TASK TO CARRY OUT →
Copy every record verbatim but exclude the pictures.

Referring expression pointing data
..............................

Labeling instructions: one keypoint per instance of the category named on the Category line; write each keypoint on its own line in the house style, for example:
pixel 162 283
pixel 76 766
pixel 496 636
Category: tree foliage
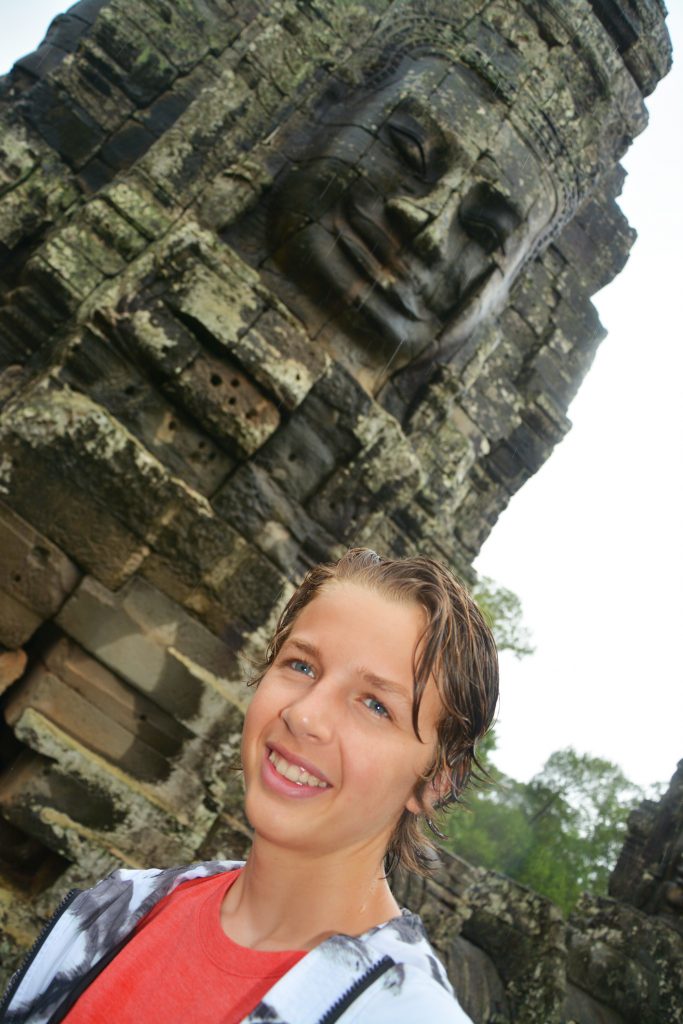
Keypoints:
pixel 503 611
pixel 559 834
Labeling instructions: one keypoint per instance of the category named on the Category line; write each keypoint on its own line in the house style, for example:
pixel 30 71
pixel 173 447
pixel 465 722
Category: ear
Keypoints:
pixel 426 797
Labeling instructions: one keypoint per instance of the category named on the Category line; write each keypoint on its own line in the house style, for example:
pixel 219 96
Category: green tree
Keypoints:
pixel 560 834
pixel 503 611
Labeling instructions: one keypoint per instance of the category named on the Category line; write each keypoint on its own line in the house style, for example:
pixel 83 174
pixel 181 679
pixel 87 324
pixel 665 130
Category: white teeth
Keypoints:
pixel 293 772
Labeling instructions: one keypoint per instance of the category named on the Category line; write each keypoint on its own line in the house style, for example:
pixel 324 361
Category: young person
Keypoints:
pixel 380 678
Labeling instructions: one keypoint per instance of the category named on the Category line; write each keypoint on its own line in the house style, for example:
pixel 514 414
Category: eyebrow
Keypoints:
pixel 379 682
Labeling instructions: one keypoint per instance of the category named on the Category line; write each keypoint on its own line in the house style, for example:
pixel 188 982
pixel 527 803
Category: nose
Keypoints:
pixel 408 218
pixel 310 716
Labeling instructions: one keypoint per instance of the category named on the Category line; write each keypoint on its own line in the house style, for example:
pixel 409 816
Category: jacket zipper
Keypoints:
pixel 19 974
pixel 359 985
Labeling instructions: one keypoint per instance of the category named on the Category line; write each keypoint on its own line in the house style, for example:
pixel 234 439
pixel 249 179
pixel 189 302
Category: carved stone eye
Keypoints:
pixel 487 217
pixel 409 147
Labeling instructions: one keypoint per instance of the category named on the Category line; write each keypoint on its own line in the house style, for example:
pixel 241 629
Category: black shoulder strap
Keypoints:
pixel 358 986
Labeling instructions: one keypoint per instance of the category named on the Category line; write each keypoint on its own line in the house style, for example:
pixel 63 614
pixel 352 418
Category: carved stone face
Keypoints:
pixel 411 211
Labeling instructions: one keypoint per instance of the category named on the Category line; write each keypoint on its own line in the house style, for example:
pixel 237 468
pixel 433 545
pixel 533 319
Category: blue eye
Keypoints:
pixel 376 708
pixel 302 667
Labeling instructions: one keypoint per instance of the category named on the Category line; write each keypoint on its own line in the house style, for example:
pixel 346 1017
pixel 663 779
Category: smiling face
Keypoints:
pixel 330 755
pixel 412 211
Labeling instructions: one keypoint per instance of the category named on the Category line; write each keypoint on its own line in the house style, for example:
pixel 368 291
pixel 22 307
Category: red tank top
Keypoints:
pixel 181 967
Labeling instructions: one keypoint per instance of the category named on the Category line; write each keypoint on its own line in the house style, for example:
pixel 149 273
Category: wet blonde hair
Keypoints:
pixel 456 648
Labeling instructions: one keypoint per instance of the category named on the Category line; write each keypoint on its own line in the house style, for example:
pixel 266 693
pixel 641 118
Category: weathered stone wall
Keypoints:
pixel 179 441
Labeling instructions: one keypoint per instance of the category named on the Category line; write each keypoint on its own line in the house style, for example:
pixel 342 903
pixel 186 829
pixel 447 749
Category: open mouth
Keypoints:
pixel 295 773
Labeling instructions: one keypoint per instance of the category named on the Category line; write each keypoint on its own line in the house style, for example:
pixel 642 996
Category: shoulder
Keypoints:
pixel 406 994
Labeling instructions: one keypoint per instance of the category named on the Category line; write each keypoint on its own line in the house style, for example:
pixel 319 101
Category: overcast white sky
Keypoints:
pixel 592 544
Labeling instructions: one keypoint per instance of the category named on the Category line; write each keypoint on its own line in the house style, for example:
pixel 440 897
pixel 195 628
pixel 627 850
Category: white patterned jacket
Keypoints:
pixel 390 975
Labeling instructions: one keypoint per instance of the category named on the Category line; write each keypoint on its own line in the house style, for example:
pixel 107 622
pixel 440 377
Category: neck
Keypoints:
pixel 285 900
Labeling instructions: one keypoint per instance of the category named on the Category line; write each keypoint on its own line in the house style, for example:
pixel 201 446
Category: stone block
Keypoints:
pixel 12 664
pixel 214 573
pixel 35 579
pixel 132 198
pixel 26 865
pixel 39 440
pixel 66 126
pixel 93 366
pixel 101 713
pixel 95 92
pixel 133 60
pixel 627 960
pixel 158 648
pixel 74 801
pixel 226 402
pixel 253 504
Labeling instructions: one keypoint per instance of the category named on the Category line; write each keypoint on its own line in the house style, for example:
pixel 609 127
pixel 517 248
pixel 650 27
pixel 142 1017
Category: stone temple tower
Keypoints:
pixel 275 279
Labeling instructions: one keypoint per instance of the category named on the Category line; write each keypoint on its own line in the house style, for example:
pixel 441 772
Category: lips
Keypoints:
pixel 297 770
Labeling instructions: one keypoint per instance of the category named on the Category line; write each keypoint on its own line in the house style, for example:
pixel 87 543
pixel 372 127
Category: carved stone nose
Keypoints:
pixel 408 218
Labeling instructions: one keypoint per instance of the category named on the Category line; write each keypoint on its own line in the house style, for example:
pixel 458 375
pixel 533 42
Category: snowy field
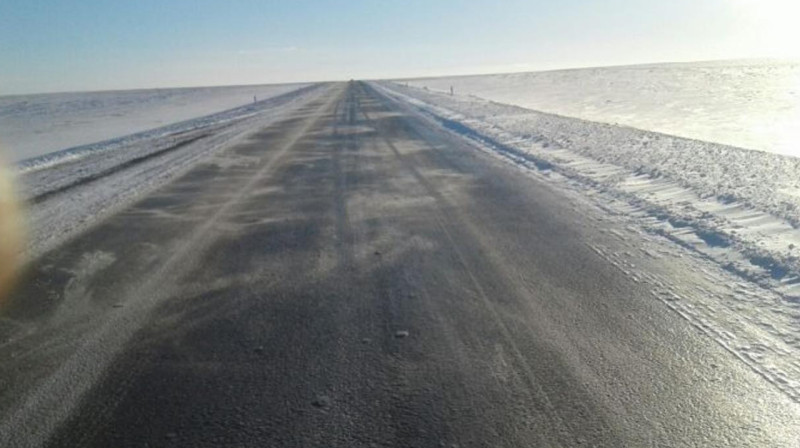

..............................

COMPLETED EXERCISE →
Labeling instructions: one keypoint per instance of the category named on the Category line; write each keypoint on its own line in the house style, for example:
pixel 162 283
pixel 76 766
pixel 496 636
Category: tree foliage
Keypoints:
pixel 503 611
pixel 559 834
Labeling instructions: one keypoint per instance of the category named on the Category line; write each keypoint on its own line in the house style, for example:
pixel 30 71
pixel 173 447
pixel 465 722
Category: ear
Keypoints:
pixel 426 797
Labeling instructions: one keypoint per instance of the category named on the Category line; write each keypoint on its own line in the house style, for example:
pixel 219 96
Category: green tree
Keypoints:
pixel 560 834
pixel 503 611
Labeling instructions: one keypoint per instance of the category named on the Category line; write each keypoint on its own line in the house style, for example:
pixel 83 174
pixel 181 679
pixel 87 324
pixel 665 130
Category: white teeth
Keypoints:
pixel 293 772
Labeling instructions: one keypoint per instance of the category named on the Category line; write each keypoint on its own line in the house style, for example:
pixel 324 361
Category: young person
Keypoints:
pixel 380 678
Labeling instructions: one keypoint per instance of the category named on the Category line; write each keypoint on its own line in the house style, for example:
pixel 514 414
Category: eyebrow
Keypoints:
pixel 379 682
Labeling instructions: one keypoint per instance of the category named on the Category line; write each keypoint on its own line in the house style, for example:
pixel 188 982
pixel 527 803
Category: nose
Keypoints:
pixel 408 218
pixel 310 716
Labeling instructions: one keypoint per instance of the category named on the Category line; write each keypoint on its own line in the house style, for example:
pixel 409 816
Category: jacket zipper
Keypoints:
pixel 19 974
pixel 359 985
Labeling instructions: one keypoint per instance of the category named on the Category line; write each keypoint on its own line in the house style, for example:
pixel 234 439
pixel 249 179
pixel 189 302
Category: carved stone eye
Keypoints:
pixel 487 217
pixel 409 147
Labeling instructions: one keypoint per instance of the category named on the Category line; write each keypoint on its own line in the house style, for example:
pixel 241 629
Category: black shoulder strap
Keypoints:
pixel 358 986
Labeling instructions: one keypoint per instance of the category named on the Category line; write each keypoint on its own line in the house style, for example:
pixel 63 614
pixel 352 418
Category: carved stone face
Keypoints:
pixel 411 211
Labeling instructions: one keypoint per instance of the category named on the Category line; write each keypoint on its own line in the house style, for example:
pixel 237 468
pixel 433 545
pixel 533 319
Category: blue eye
Keypoints:
pixel 376 708
pixel 302 667
Labeling instructions: one keypoint per instance of the category named on the Category line; write each keypoint on its own line in the house style, for example:
pixel 346 1017
pixel 663 779
Category: smiling face
Keypoints:
pixel 330 755
pixel 412 211
Labeling instructions: one keypoint per instance of the category named on the Category line; write each keypoint on its own line in the house style, for example:
pixel 368 291
pixel 22 307
Category: red tank top
Keypoints:
pixel 181 967
Labeling instructions: one keypoint per instance of the category named on the Category line; write each keypoint on its own line in the house style, for example:
pixel 149 273
Category: wet blonde hair
Keypoints:
pixel 456 648
Labeling instructions: one keypoint per instance of the category named on the Category line; write each keypoint on its own line in the house style, for example:
pixel 266 693
pixel 641 118
Category: weathered stone wall
Keypoints:
pixel 179 441
Labeling instructions: one keypoint per instance of the category named on the Category line; write each keypoint on its own line in the house style, for example:
pixel 342 903
pixel 186 829
pixel 447 749
Category: open mouth
Keypoints:
pixel 295 773
Labeling instructions: one keypoint per instance of the category named on the Category line; write each keypoint on its own line in the house style, for example:
pixel 642 996
Category: shoulder
Keypoints:
pixel 406 994
Labeling instructions: one keypoint per instance of the category named on the Category line; write each keypoint on its own line in the house style, for example:
pixel 319 101
Category: overcast white sky
Keypoints:
pixel 592 544
Labeling instructions: one keypoint per instance of the category named on the Category line; write each keypoint on its own line in the house style, for example:
pixel 440 897
pixel 195 628
pixel 627 850
Category: white patterned jacket
Keypoints:
pixel 390 975
Labeling instructions: one keypoint per instance of the category named on the Category line; write each keypoint on its own line in the house style, for example:
pixel 107 622
pixel 440 377
Category: neck
Keypoints:
pixel 285 900
Labeling instructions: one keypoint per instance of the category named on the Category line; write each keypoint on its own line in the house style, for example:
pixel 201 446
Category: stone block
Keypoints:
pixel 12 664
pixel 214 573
pixel 35 579
pixel 132 198
pixel 26 865
pixel 39 440
pixel 66 126
pixel 93 366
pixel 101 713
pixel 95 92
pixel 133 60
pixel 627 960
pixel 158 648
pixel 74 801
pixel 226 402
pixel 253 504
Labeling instructions: one keypoint per instance of the category named on the Category line; write each keypoint on its own line in the house style, for example:
pixel 609 127
pixel 517 248
pixel 650 27
pixel 142 1017
Category: stone temple tower
Keypoints:
pixel 275 279
Labeling instructions: one keypoint per instance of the category named on the Category line; write each keypoint on its own line in the house style, for example:
pixel 441 772
Category: lips
Keypoints:
pixel 297 770
Labeling instructions: one keypoint per instance of the category named on the Category line; write each keypoint on its own line in the house style, for example:
pixel 87 543
pixel 372 127
Category: carved stone nose
Keypoints:
pixel 408 218
Labeling instructions: one keypoint per instance of the category named on the Category line; write each keypoint on its own line in the house style, for example:
pixel 458 375
pixel 533 42
Category: snowy field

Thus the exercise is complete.